Reproduce the records that follow exactly as they are written.

··········

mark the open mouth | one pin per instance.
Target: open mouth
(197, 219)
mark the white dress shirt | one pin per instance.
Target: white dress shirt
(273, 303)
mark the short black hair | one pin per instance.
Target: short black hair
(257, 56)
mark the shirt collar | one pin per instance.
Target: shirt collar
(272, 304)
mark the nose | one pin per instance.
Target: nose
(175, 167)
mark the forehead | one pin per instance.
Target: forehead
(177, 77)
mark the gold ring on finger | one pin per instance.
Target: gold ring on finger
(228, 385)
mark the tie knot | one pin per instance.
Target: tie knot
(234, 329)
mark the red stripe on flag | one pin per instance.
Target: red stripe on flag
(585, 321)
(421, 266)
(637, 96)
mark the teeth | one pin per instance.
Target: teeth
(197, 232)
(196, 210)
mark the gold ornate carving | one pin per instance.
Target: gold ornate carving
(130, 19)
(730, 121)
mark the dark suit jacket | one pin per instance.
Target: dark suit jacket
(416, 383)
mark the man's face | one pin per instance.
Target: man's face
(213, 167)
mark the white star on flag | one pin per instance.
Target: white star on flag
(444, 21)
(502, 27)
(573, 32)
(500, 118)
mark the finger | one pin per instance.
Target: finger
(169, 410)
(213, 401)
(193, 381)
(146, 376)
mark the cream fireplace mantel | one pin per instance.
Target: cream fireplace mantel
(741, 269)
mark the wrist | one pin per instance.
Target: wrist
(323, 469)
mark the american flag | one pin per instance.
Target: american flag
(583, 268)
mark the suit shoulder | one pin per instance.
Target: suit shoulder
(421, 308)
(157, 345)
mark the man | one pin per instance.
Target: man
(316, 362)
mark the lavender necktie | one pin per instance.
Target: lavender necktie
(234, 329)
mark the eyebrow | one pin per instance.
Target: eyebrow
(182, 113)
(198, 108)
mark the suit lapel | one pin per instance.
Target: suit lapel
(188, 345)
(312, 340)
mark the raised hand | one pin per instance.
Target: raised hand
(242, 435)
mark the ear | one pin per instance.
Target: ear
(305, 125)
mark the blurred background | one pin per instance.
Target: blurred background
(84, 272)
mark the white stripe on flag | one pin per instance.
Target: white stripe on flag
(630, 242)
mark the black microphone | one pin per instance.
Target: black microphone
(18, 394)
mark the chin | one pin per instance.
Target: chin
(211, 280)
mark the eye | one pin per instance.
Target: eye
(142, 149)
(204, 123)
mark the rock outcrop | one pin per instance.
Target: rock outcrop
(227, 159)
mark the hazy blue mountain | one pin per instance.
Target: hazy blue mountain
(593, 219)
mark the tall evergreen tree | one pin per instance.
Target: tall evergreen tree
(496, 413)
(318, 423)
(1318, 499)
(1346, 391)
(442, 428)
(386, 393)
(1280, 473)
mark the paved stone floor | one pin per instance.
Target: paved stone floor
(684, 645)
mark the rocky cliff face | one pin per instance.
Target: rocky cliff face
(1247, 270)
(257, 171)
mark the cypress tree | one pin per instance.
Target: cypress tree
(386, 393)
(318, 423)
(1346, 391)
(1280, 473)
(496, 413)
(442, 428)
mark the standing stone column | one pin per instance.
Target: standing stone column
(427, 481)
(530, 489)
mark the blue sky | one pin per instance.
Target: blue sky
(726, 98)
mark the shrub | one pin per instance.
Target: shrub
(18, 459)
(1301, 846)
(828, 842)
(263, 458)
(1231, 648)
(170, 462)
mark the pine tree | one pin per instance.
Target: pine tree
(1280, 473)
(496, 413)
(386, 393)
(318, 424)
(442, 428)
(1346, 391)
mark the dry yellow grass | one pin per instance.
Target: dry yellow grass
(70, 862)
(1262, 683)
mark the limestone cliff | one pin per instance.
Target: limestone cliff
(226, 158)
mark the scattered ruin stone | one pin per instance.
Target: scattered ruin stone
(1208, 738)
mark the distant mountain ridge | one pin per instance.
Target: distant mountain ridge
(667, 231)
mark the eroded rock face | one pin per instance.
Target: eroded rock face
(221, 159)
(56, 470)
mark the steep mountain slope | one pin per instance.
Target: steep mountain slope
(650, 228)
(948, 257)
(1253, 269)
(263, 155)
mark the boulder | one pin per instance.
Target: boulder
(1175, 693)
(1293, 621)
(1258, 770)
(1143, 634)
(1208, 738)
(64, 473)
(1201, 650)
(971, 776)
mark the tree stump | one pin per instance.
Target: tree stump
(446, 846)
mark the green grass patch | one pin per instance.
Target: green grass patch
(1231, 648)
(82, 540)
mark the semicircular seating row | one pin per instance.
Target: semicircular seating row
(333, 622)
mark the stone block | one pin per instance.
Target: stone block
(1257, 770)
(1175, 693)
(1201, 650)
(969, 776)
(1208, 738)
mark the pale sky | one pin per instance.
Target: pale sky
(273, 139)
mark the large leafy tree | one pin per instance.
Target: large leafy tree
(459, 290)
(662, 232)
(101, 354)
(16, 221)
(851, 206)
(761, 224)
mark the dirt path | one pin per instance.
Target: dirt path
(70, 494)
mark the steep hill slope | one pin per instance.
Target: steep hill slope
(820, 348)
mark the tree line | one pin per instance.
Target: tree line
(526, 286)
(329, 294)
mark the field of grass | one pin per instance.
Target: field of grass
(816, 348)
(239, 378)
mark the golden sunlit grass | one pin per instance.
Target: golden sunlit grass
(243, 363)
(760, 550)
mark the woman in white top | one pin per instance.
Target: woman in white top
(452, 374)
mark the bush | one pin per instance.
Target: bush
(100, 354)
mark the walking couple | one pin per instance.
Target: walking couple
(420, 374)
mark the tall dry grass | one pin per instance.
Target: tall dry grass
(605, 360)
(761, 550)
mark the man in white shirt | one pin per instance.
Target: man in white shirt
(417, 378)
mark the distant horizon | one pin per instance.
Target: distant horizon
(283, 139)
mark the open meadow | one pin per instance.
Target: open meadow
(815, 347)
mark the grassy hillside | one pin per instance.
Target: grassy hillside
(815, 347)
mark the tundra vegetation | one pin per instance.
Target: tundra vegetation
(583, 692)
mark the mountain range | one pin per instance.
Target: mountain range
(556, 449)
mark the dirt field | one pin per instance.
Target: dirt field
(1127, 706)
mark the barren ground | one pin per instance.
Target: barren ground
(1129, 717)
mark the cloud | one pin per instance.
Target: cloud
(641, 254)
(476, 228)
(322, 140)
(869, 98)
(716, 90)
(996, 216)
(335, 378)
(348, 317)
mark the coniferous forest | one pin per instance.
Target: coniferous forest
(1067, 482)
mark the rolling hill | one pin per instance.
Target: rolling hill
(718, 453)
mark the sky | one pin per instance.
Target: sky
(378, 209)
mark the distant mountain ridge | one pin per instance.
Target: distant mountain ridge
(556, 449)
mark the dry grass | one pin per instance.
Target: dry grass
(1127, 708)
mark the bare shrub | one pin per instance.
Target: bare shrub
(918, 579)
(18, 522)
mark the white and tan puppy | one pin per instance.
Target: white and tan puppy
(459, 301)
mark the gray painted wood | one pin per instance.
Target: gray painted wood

··········

(Task result):
mark the open mouth | one pin per instance.
Target: open mouth
(197, 219)
mark the white dress shirt | one pin per instance.
Target: white dress shirt
(273, 303)
mark the short black hair | one pin per instance.
Target: short black hair
(257, 56)
mark the shirt collar | one pin per instance.
Target: shirt collar
(272, 304)
mark the nose | one pin per instance.
Target: nose
(175, 167)
mark the forehead | one pin per instance.
Target: forehead
(177, 77)
mark the gold ring on finger | one pin per instance.
Target: gold ring on finger
(228, 385)
mark the tie knot | one pin per instance.
Target: tie knot
(234, 329)
mark the red stripe on flag | one pin per instance.
Target: red stripe on flag
(585, 321)
(421, 266)
(637, 96)
mark the teeth | one pin per instance.
Target: teeth
(197, 232)
(196, 210)
mark the gold ornate carving | one pin per instance.
Target: gold ornate carving
(130, 19)
(730, 121)
mark the dark suit jacket | one pin per instance.
Target: dark suit jacket
(416, 383)
mark the man's face | one pin per instance.
Target: man's face
(213, 167)
mark the white star on flag | one pin per instance.
Target: white star on flag
(444, 21)
(502, 27)
(573, 32)
(500, 118)
mark the finger | one pin per instance.
Target: finger
(169, 410)
(213, 401)
(193, 381)
(146, 376)
mark the cream fireplace mantel | one pin per instance.
Target: cream fireplace mantel
(741, 269)
mark the wrist | one pin per instance.
Target: wrist
(323, 469)
mark the american flag | one pin per instance.
Target: american flag
(583, 268)
mark the suit shoulder | one pin per instance.
Target: suit shoulder
(421, 308)
(157, 345)
mark the man | one pin per instance.
Target: man
(316, 362)
mark the lavender necktie | one pin per instance.
Target: lavender necktie
(234, 329)
mark the eyebrow | one pin per instance.
Target: eyebrow
(182, 113)
(198, 108)
mark the suit lapel | one pin per instance.
Target: suit lapel
(188, 345)
(312, 340)
mark the raised hand | one pin per instance.
Target: raised hand
(242, 435)
mark the ear | one pin per instance.
Target: ear
(305, 125)
mark the blurred background | one pin per instance.
Target: blurred background
(84, 272)
mark the white stripe on flag | one pin per instance.
Target: white stripe on flag
(630, 242)
mark the black microphone | one pin per instance.
Target: black microphone
(18, 394)
mark the chin | one pin per instance.
Target: chin
(211, 280)
mark the eye | one pin per instance.
Target: eye
(142, 149)
(204, 123)
mark the rock outcrop | one pin per instance.
Target: rock outcrop
(227, 159)
mark the hazy blue mountain | one pin per instance.
Target: hazy blue mountain
(593, 219)
mark the tall evergreen tree | one pin per instance.
Target: tall evergreen tree
(496, 413)
(318, 423)
(1318, 499)
(1346, 391)
(442, 428)
(386, 393)
(1280, 473)
mark the paved stone floor | one pin per instance.
Target: paved stone floor
(684, 645)
mark the rocky cliff face | one pin per instance.
Target: rocky cliff face
(1247, 270)
(257, 171)
mark the cypress tree | one pin per instance.
Target: cypress tree
(386, 393)
(318, 423)
(1346, 391)
(1280, 473)
(496, 413)
(442, 428)
mark the standing stone column | one pin per instance.
Target: standing stone column
(427, 481)
(530, 489)
mark the blue sky | one pin per instance.
Target: blue sky
(726, 98)
mark the shrub | one pin per instance.
Target: shrub
(18, 459)
(1301, 846)
(828, 842)
(263, 458)
(1231, 648)
(170, 462)
mark the pine tree | one pin per instance.
Target: pine tree
(1280, 473)
(496, 413)
(386, 393)
(318, 424)
(442, 428)
(1346, 391)
mark the dry yellow grass | one pin per instance.
Target: dry yellow grass
(70, 862)
(1262, 683)
mark the limestone cliff | one pin per instance.
Target: limestone cliff
(226, 158)
mark the scattered ruin stone | one pin per instance.
Target: scattered ruin stone
(1208, 738)
mark the distant mountain ridge | one pin per instance.
Target: distant mountain ridge
(667, 231)
mark the eroded rock face | one pin per instance.
Target: eroded rock face
(221, 159)
(56, 470)
mark the steep mountain slope | one pin per instance.
Target: steep mountain slope
(650, 228)
(948, 257)
(1253, 269)
(263, 155)
mark the boulder | one pin per instance.
Target: boulder
(1175, 693)
(1293, 621)
(1258, 770)
(1143, 634)
(1208, 738)
(64, 473)
(1201, 650)
(971, 776)
mark the tree stump | one pin per instance.
Target: tree stump
(446, 846)
mark the green grass patch | one pin per instance.
Target: green grass patch
(1231, 648)
(82, 540)
mark the semicircular seating row | one pin per instance.
Target: semicircular seating row
(333, 622)
mark the stone block | one pin per instance.
Target: stone block
(1257, 770)
(1175, 693)
(1201, 650)
(969, 776)
(1208, 738)
mark the pale sky | one pin per instance.
Target: pale sky
(273, 139)
mark the large leafy tree | one pin per instance.
Target: large leafy tree
(459, 290)
(662, 232)
(101, 354)
(16, 221)
(851, 206)
(761, 224)
mark the dirt path | one pin per instance.
Target: dirt path
(70, 494)
mark the steep hill slope | one pin per instance.
Target: steep hill slope
(820, 348)
mark the tree line | one pin per instance.
Target: tree line
(526, 286)
(329, 294)
mark the field of grass | one pin per instance.
Target: field of grass
(816, 348)
(239, 378)
mark the golden sunlit grass | one pin per instance.
Target: golden sunlit grass
(243, 363)
(760, 550)
mark the woman in white top | one pin per instance.
Target: woman in white top
(452, 374)
mark the bush | one pin per instance.
Target: bush
(100, 354)
mark the walking couple | one pin per instance.
Target: walking couple
(420, 374)
mark the tall dry grass | one pin per instance.
Target: tall dry grass
(605, 360)
(761, 550)
mark the man in white shirt | one pin per instance.
Target: man in white shirt
(417, 378)
mark the distant horizon | one pin per instance.
Target: distant horizon
(283, 139)
mark the open meadow | one pin per instance.
Target: open meadow
(815, 347)
mark the grassy hillside | one pin per instance.
Target: grassy hillside
(815, 347)
mark the tundra vegetation | one pin per instance.
Target: tundra vegetation
(583, 692)
mark the mountain range | one pin per instance.
Target: mountain range
(556, 449)
mark the dirt field | one pin per instance.
Target: dirt field
(1127, 706)
mark the barren ground | one pin per instance.
Target: barren ground
(1129, 717)
mark the cloud | one pin per instance.
Target: cloud
(641, 254)
(476, 228)
(322, 140)
(869, 98)
(716, 90)
(996, 216)
(335, 378)
(348, 317)
mark the coniferous forest | one pin per instance.
Target: coniferous forest
(1067, 482)
mark the rolling hill | one pin per instance.
Target: rolling hill
(718, 453)
mark the sky | one pin per instance.
Target: sky
(378, 209)
mark the distant mountain ridge | one pin per instance.
Target: distant mountain ridge
(556, 449)
mark the dry grass | one pin per instance.
Target: dry grass
(1127, 708)
mark the bare shrub | one pin per instance.
Target: bare shrub
(918, 579)
(18, 522)
mark the white and tan puppy | one pin per instance.
Target: white and tan puppy
(459, 301)
mark the gray painted wood | one pin per instance.
Target: gray painted wood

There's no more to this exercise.